▶ INFORMATION SHOWN
══════
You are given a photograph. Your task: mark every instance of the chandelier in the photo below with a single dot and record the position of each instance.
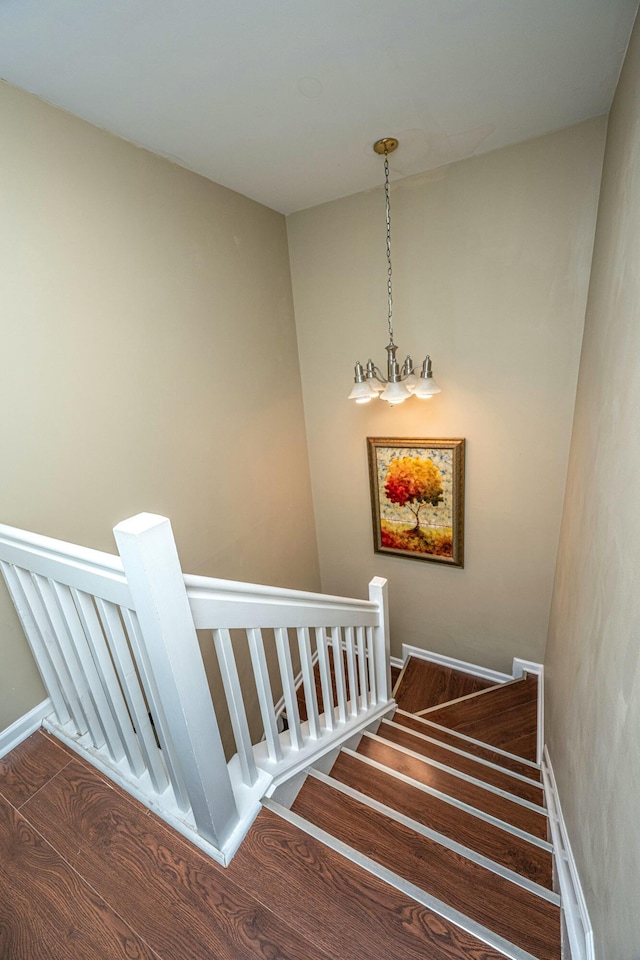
══════
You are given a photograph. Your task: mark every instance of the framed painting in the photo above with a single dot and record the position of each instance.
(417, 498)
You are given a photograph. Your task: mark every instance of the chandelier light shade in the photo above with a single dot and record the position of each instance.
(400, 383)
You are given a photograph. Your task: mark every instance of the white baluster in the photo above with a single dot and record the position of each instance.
══════
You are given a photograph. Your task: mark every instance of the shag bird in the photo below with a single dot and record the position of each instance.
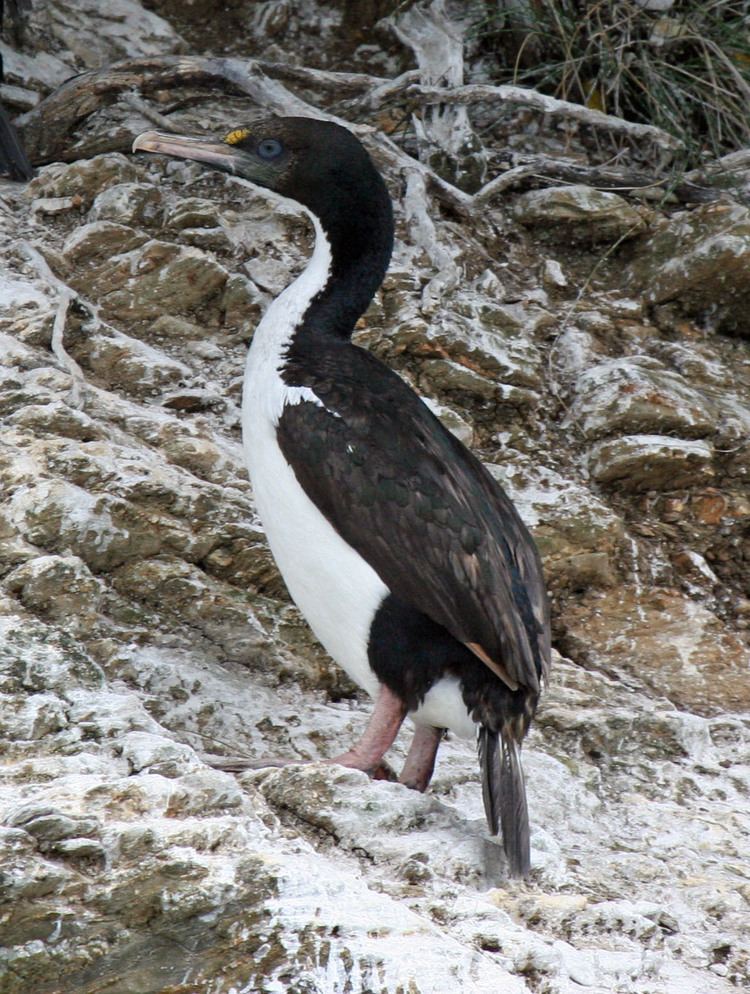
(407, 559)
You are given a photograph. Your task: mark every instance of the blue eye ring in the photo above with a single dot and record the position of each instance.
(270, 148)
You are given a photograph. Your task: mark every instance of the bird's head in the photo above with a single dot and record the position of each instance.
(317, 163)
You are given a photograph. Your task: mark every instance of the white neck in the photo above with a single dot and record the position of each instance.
══════
▶ YOUR TASK
Find and copy each line above that includes the string "white".

▶ ANSWER
You are given a photograph. Your task: mark every instance of the white baluster in the photo above with a single dot and record the position of each instance.
You are given a photograph. Your task: mark every instance of the white neck in the photo above with a single dot and record the position of each instance.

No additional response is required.